Problem to work on: Change "black training jacket" to "navy training jacket" in the items from the line with "Kindly provide the" up to and including the line with "36 73 L 35 75". Write out only those lines, with everything else left as it is.
********
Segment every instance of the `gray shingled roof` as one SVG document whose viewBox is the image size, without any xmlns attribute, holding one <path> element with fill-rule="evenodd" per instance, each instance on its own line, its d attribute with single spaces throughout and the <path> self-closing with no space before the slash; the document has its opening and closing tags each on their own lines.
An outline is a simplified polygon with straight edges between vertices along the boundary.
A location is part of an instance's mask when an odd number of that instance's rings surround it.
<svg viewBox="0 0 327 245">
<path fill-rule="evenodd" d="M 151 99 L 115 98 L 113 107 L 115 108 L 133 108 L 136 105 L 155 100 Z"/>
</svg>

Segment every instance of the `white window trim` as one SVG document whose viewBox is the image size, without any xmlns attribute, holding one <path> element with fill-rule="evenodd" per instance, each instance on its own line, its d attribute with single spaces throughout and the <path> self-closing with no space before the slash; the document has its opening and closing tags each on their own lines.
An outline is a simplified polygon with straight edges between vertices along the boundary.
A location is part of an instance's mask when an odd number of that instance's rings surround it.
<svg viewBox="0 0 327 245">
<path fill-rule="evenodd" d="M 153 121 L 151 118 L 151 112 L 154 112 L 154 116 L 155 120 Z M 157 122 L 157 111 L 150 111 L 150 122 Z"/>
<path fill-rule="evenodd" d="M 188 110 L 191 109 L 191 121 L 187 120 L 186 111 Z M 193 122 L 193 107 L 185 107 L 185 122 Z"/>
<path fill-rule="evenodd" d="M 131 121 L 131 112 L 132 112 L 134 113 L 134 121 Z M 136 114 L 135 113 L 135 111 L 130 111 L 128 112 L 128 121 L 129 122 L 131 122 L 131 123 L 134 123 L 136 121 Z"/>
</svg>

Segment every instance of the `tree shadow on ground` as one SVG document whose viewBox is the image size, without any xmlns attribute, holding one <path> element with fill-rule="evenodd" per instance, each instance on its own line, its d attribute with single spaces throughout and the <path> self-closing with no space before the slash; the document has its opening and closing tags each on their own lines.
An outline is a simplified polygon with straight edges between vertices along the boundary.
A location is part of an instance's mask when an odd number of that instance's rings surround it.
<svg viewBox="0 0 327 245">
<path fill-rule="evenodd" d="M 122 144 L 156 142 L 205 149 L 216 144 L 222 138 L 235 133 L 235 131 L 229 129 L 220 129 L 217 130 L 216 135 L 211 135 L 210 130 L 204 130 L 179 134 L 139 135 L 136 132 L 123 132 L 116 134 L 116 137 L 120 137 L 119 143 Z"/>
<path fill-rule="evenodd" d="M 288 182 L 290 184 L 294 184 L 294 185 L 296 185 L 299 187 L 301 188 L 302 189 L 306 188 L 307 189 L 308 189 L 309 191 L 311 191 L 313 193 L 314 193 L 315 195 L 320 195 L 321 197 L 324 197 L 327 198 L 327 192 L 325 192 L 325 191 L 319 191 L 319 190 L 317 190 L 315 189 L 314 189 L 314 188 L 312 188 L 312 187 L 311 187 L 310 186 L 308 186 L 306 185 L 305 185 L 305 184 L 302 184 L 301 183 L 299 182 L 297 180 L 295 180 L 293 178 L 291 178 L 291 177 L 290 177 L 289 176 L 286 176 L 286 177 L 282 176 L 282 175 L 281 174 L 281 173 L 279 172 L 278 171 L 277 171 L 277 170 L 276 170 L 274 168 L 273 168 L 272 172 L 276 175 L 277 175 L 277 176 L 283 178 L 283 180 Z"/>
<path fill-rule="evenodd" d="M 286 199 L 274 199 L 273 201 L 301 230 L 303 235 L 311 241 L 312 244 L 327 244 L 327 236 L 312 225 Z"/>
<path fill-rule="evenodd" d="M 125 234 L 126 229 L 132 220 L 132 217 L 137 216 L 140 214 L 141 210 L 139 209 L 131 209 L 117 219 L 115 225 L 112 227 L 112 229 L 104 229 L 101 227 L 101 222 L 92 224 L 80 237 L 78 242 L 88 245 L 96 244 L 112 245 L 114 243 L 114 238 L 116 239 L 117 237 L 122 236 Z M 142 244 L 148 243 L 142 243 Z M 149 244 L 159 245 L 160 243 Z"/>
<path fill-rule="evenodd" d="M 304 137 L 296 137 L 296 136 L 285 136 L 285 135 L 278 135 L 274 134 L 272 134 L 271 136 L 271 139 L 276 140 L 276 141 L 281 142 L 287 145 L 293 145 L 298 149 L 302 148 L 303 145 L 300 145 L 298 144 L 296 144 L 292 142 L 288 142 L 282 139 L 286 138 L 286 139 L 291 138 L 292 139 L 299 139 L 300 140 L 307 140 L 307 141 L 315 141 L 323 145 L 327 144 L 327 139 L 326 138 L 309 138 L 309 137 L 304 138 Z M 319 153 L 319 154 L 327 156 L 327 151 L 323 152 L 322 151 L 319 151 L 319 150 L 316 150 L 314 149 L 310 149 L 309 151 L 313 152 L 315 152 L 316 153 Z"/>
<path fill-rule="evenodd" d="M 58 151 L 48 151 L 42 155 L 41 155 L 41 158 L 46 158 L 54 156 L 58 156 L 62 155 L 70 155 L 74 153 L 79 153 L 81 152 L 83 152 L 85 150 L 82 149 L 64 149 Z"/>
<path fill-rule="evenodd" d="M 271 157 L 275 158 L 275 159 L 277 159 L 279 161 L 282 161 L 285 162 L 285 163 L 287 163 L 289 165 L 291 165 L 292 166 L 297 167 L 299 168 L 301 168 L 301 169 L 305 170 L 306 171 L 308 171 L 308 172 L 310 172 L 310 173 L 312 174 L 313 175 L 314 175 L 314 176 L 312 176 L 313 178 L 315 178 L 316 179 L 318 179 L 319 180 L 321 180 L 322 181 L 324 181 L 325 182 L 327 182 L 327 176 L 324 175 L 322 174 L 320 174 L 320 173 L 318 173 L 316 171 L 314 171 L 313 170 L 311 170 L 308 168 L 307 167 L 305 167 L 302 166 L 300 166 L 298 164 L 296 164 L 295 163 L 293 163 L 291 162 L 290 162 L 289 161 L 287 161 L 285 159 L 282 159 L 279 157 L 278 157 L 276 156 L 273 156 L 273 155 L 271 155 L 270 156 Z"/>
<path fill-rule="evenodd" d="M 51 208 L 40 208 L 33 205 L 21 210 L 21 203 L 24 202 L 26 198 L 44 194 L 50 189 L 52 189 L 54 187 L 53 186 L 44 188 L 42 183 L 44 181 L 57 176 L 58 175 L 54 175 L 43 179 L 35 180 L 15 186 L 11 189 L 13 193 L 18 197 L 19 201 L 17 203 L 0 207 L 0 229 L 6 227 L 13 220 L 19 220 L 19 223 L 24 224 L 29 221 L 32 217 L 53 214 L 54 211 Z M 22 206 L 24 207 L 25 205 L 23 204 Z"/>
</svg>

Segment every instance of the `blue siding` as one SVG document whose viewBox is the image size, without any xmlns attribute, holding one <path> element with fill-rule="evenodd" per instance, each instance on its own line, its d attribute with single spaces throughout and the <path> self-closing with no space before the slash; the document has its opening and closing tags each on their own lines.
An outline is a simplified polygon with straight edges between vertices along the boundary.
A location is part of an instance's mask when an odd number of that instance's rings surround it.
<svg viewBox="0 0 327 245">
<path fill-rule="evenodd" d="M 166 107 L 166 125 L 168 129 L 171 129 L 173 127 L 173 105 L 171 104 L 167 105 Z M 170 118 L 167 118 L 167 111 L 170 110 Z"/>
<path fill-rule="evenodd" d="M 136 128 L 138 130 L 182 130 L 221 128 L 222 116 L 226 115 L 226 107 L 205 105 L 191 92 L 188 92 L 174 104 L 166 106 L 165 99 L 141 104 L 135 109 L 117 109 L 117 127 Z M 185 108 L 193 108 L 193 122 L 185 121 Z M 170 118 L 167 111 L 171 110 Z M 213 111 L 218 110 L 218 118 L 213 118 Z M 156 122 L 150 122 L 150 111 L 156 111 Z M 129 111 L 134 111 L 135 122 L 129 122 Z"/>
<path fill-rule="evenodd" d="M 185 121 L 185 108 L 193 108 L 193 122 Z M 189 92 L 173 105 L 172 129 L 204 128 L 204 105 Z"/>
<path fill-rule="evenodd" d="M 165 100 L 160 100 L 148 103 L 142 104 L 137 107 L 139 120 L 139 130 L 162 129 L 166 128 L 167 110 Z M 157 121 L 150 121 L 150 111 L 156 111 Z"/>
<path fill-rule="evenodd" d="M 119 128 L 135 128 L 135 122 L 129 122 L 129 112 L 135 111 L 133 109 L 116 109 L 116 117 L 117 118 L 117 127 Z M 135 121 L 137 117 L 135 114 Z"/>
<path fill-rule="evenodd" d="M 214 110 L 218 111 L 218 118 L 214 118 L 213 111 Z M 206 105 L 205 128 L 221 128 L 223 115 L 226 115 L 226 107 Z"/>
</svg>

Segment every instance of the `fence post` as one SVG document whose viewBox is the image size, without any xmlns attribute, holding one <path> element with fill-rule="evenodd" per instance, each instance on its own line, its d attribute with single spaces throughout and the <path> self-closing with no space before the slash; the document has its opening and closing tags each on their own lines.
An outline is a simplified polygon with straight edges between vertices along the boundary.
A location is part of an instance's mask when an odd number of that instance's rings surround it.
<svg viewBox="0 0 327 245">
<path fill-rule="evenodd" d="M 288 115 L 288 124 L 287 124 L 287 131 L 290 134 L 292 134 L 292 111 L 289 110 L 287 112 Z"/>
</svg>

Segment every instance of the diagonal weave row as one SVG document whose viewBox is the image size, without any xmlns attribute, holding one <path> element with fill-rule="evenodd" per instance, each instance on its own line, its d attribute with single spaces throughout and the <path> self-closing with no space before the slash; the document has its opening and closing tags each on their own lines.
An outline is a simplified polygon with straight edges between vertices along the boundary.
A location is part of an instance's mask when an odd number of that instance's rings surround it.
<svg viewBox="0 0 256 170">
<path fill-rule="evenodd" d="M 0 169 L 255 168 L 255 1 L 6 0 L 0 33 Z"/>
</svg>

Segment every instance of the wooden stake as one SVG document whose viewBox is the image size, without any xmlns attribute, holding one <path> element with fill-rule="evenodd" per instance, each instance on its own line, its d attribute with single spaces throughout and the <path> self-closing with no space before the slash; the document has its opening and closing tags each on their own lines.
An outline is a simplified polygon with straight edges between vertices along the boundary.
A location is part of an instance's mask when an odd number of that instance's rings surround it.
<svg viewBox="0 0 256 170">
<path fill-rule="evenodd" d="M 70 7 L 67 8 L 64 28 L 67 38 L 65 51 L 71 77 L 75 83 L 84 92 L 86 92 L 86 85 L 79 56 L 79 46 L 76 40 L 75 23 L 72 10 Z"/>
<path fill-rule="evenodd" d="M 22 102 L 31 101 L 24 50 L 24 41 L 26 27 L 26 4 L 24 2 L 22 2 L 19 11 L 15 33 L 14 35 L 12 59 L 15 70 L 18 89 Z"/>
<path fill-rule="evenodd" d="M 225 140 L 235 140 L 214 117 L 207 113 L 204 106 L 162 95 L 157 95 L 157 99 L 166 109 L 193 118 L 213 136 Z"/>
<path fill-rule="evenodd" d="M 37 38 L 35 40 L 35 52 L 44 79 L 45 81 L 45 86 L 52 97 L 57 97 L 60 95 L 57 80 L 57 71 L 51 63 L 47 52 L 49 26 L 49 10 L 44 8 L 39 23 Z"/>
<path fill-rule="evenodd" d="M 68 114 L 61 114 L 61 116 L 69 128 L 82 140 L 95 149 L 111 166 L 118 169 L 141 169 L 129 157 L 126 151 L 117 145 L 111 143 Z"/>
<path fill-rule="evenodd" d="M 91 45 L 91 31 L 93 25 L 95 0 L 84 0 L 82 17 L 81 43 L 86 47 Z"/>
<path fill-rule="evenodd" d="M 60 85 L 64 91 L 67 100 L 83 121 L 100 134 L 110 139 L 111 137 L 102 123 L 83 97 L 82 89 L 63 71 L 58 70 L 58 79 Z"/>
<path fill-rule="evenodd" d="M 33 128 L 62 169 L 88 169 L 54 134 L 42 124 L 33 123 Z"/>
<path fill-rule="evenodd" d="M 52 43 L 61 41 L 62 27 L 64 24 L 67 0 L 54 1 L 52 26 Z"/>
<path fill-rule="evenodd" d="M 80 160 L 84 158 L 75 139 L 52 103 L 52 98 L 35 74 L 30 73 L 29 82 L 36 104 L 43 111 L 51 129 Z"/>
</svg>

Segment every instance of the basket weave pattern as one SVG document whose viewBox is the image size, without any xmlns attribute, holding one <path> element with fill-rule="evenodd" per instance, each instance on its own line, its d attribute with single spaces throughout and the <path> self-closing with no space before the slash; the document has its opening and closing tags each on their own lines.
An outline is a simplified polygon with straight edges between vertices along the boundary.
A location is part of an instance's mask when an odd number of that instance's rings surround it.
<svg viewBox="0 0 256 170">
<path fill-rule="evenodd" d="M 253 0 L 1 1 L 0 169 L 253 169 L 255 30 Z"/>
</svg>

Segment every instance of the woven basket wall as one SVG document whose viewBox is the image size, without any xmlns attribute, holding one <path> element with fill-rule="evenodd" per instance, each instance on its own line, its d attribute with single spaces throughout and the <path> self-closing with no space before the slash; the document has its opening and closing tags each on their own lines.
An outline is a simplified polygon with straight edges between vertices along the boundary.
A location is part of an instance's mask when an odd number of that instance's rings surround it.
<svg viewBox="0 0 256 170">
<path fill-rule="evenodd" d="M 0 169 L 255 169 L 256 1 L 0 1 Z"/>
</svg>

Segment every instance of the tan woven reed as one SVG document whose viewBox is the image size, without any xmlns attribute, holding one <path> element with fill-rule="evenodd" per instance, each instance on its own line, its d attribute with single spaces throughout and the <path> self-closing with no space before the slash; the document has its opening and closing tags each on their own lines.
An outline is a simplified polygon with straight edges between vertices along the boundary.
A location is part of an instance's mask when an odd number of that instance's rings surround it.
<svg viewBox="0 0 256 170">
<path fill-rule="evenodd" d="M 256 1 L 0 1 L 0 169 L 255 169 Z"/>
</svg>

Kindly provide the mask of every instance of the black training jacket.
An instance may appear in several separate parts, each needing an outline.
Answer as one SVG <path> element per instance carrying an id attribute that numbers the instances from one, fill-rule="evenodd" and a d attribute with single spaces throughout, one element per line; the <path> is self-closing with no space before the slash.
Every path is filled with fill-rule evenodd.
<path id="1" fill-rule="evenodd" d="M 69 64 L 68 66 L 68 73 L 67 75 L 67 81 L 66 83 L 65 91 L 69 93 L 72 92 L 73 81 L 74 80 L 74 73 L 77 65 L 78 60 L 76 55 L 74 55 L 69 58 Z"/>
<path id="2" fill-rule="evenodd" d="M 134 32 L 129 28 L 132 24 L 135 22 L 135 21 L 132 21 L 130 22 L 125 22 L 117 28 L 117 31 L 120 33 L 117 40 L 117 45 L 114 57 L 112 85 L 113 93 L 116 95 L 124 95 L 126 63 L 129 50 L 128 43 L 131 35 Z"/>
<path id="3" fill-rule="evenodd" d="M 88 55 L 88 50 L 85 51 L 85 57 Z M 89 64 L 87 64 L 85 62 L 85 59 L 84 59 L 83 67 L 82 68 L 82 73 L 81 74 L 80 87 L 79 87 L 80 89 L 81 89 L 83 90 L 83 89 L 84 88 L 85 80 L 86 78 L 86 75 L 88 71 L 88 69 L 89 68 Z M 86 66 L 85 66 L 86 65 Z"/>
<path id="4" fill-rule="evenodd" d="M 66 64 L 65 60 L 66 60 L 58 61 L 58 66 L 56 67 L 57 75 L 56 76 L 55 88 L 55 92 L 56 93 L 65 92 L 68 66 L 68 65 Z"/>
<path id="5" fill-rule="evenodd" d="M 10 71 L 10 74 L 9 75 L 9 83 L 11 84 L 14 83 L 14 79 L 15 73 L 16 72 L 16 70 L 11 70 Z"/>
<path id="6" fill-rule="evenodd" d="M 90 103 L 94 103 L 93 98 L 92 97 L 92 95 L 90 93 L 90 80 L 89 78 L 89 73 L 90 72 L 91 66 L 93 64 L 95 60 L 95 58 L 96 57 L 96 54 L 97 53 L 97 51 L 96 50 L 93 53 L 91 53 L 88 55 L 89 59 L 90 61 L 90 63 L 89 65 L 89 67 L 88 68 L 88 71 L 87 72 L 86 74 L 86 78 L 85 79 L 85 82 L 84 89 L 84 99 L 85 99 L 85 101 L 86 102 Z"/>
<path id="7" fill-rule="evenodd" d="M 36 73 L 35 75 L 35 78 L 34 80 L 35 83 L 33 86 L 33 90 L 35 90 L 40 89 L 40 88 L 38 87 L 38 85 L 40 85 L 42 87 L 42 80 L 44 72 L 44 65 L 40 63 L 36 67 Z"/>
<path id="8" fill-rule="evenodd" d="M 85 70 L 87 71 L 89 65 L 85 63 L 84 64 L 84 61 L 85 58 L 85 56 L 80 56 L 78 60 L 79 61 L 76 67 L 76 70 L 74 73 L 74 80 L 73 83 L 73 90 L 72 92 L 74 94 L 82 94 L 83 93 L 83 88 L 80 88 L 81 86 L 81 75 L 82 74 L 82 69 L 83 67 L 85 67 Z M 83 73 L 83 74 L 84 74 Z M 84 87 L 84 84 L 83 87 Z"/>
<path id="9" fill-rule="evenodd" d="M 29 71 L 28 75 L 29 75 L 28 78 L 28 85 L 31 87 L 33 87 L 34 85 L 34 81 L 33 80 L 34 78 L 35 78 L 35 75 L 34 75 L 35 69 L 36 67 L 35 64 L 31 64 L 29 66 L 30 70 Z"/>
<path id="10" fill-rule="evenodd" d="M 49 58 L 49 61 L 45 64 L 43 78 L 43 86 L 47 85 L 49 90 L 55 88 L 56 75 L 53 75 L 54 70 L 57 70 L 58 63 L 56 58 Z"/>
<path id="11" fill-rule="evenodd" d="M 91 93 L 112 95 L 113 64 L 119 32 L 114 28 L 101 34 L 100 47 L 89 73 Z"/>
********
Solution below:
Kindly provide the mask of every instance of the navy training jacket.
An instance may appear in several separate parts, each needing an outline.
Answer as one SVG <path> element per instance carrying an id attribute that numbers the instances from one, fill-rule="evenodd" and a d attribute with single spaces throughout, one element per line; the <path> is self-closing with no space before the slash.
Every path is filled with fill-rule evenodd.
<path id="1" fill-rule="evenodd" d="M 69 64 L 68 66 L 68 73 L 67 75 L 67 81 L 66 83 L 65 91 L 69 93 L 72 92 L 73 81 L 74 80 L 74 73 L 77 65 L 78 60 L 76 55 L 74 55 L 69 58 Z"/>
<path id="2" fill-rule="evenodd" d="M 134 32 L 129 28 L 132 24 L 135 22 L 135 21 L 132 21 L 130 22 L 125 22 L 117 28 L 117 31 L 120 33 L 117 40 L 117 45 L 114 57 L 112 85 L 113 93 L 116 95 L 124 95 L 126 63 L 129 50 L 128 43 L 131 35 Z"/>
<path id="3" fill-rule="evenodd" d="M 88 55 L 88 50 L 85 51 L 85 57 Z M 89 64 L 87 64 L 85 62 L 85 59 L 84 59 L 83 67 L 82 68 L 82 73 L 81 74 L 80 87 L 79 87 L 80 89 L 81 89 L 83 90 L 83 89 L 84 88 L 85 80 L 86 78 L 86 75 L 88 71 L 88 69 L 89 68 Z M 86 66 L 85 66 L 86 65 Z"/>
<path id="4" fill-rule="evenodd" d="M 66 64 L 65 60 L 66 60 L 58 61 L 58 66 L 56 67 L 57 75 L 56 76 L 55 88 L 55 92 L 56 93 L 65 92 L 68 66 L 68 65 Z"/>
<path id="5" fill-rule="evenodd" d="M 10 71 L 10 74 L 9 75 L 9 83 L 11 84 L 14 83 L 14 79 L 15 73 L 16 72 L 16 70 L 11 70 Z"/>
<path id="6" fill-rule="evenodd" d="M 90 103 L 94 103 L 93 98 L 92 97 L 92 95 L 90 93 L 90 80 L 89 78 L 89 73 L 90 72 L 91 66 L 93 64 L 95 60 L 95 58 L 96 57 L 96 54 L 97 53 L 97 51 L 96 50 L 93 53 L 91 53 L 88 55 L 89 59 L 90 61 L 90 63 L 89 65 L 89 67 L 88 68 L 88 71 L 87 72 L 86 74 L 86 78 L 85 79 L 85 82 L 84 89 L 84 99 L 85 99 L 85 101 L 86 102 Z"/>
<path id="7" fill-rule="evenodd" d="M 36 73 L 35 75 L 35 78 L 34 80 L 35 83 L 33 86 L 33 90 L 35 90 L 40 89 L 40 88 L 38 87 L 38 85 L 40 85 L 42 87 L 42 80 L 44 72 L 44 65 L 40 63 L 36 67 Z"/>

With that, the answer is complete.